(Saved entries)
******************************

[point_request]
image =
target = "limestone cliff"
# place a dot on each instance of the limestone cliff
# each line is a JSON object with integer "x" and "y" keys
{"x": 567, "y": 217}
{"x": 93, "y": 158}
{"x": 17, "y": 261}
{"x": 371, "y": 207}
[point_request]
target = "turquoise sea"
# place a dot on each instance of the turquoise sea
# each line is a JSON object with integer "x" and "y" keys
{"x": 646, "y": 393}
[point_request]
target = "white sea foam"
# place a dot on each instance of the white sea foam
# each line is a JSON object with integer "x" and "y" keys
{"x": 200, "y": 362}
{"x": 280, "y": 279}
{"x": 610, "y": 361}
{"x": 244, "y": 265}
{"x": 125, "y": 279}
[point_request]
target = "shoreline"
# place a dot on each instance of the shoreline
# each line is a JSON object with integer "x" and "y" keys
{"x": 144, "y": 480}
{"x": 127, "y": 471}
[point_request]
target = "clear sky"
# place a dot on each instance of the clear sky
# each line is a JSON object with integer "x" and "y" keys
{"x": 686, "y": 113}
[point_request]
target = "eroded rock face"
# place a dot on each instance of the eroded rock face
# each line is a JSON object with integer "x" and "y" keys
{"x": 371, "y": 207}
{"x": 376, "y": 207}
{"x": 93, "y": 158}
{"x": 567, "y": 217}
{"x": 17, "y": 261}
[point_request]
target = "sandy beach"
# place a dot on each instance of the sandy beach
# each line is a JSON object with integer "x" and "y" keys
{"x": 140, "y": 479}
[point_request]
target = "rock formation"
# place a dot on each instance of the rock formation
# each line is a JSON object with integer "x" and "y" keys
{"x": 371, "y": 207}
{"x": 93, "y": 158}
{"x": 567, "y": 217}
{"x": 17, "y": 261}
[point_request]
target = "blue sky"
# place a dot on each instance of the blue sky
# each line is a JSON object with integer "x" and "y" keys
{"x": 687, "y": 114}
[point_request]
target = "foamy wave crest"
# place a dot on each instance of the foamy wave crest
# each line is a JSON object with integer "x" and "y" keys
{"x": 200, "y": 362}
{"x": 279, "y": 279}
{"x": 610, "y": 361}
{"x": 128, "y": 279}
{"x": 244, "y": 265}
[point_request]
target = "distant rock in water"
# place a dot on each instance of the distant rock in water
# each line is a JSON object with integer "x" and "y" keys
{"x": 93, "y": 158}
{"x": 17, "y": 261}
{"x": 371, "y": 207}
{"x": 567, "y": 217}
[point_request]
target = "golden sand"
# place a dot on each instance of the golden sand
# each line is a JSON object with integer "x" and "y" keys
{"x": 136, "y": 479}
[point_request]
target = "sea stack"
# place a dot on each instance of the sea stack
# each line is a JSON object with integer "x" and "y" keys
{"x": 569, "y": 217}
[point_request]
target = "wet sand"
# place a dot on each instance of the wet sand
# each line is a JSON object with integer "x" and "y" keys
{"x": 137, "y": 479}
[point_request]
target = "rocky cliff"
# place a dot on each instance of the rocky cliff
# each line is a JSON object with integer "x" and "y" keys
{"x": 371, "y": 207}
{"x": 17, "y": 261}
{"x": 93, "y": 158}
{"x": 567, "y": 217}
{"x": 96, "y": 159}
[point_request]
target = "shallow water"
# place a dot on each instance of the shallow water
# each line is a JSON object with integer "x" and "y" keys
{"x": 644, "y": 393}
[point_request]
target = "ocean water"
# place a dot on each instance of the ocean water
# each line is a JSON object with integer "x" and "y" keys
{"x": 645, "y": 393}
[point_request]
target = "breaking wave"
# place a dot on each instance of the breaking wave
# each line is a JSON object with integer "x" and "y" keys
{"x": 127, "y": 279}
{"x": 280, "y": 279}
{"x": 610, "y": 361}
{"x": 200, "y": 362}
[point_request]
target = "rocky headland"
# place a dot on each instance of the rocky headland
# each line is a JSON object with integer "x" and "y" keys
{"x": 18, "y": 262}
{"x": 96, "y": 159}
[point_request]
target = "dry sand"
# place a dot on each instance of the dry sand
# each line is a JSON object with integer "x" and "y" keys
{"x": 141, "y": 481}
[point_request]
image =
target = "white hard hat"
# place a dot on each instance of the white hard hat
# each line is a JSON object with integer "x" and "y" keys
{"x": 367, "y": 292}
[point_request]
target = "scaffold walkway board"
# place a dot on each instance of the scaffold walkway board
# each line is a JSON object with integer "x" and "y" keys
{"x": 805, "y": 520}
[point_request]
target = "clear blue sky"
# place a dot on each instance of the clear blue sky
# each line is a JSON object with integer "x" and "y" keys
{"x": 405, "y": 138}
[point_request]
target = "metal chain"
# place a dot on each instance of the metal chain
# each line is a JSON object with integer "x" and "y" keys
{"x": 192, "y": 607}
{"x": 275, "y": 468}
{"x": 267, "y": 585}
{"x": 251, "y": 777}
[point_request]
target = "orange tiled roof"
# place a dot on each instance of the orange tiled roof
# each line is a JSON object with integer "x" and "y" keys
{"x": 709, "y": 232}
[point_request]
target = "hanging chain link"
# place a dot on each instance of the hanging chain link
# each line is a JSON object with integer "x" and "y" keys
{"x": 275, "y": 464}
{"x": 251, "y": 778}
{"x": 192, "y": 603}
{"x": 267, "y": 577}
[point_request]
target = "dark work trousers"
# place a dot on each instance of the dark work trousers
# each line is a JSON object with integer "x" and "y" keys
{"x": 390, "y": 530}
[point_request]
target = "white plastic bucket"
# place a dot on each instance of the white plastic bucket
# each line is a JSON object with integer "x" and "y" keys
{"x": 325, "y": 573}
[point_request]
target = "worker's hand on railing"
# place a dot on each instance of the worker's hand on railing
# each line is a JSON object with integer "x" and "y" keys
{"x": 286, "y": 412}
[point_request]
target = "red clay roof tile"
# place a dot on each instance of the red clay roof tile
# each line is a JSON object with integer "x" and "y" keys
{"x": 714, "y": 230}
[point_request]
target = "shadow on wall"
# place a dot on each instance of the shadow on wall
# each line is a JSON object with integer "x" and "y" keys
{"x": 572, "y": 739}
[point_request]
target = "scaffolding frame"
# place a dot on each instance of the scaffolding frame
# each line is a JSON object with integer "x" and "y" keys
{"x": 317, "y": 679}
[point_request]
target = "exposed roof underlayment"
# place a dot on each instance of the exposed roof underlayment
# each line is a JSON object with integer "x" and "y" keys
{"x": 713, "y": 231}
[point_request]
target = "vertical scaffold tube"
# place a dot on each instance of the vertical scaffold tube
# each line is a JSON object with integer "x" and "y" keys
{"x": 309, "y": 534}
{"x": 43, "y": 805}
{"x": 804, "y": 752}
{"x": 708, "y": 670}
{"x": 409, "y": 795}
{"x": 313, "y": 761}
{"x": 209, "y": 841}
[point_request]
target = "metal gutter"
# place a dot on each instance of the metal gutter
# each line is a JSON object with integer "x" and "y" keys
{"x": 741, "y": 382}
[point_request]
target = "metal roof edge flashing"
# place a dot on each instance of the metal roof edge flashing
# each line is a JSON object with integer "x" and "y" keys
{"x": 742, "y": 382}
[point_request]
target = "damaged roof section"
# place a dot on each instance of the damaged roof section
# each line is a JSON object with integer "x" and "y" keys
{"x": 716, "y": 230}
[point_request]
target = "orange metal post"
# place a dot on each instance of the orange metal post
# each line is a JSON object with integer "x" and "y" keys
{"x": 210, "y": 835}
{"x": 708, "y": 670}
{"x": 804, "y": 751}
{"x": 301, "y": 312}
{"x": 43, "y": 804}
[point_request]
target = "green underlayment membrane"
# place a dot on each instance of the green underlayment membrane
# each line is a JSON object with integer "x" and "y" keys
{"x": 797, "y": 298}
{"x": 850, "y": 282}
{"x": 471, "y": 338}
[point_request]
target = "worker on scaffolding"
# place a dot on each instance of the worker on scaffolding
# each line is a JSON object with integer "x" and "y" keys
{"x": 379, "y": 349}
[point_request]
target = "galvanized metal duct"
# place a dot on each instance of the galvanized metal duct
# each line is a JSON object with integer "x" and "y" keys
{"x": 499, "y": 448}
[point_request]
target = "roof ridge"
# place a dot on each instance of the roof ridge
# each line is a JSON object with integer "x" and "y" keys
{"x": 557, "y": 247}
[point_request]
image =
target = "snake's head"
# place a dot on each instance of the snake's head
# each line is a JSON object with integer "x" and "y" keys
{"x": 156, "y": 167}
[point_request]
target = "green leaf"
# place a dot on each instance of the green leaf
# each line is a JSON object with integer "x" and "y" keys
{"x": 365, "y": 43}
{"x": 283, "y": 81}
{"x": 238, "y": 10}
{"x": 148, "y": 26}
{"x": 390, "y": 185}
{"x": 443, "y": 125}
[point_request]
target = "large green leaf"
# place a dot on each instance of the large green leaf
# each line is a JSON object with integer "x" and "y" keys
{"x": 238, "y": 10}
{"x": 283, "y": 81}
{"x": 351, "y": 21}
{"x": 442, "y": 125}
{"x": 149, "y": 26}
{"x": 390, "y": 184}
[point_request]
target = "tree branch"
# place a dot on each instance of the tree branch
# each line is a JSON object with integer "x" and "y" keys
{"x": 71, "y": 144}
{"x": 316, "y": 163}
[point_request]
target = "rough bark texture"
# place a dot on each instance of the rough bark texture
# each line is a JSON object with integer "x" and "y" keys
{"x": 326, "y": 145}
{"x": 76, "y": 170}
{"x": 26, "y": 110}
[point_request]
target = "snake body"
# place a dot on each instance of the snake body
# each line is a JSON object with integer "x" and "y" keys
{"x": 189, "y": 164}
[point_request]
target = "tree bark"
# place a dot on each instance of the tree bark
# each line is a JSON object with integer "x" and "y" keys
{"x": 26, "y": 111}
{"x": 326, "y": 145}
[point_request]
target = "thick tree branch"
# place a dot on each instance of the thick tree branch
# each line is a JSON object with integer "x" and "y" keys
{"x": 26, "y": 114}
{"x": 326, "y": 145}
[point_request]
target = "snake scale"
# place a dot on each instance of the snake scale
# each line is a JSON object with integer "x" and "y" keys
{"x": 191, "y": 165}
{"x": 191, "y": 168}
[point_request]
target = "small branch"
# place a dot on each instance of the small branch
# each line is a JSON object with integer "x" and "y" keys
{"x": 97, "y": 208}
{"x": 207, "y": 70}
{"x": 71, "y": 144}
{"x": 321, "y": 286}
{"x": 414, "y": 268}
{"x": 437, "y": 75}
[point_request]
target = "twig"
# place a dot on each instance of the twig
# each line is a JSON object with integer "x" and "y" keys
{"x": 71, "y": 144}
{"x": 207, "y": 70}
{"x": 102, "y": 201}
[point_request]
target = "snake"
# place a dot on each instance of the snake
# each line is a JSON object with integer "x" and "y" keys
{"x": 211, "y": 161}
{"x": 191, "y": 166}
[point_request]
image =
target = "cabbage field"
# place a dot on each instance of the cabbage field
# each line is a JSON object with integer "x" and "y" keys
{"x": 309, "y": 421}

******************************

> Task details
The lines above, from the first through the one containing "# place a dot on each instance of the turquoise", must be restated word for word, with nothing added.

> Exercise answer
[point_request]
image =
target = "limestone cliff"
# place a dot on each instance of the limestone cliff
# each line is a JSON object with integer "x" and "y" keys
{"x": 567, "y": 217}
{"x": 93, "y": 158}
{"x": 17, "y": 261}
{"x": 371, "y": 207}
[point_request]
target = "turquoise sea"
# place a dot on each instance of the turquoise sea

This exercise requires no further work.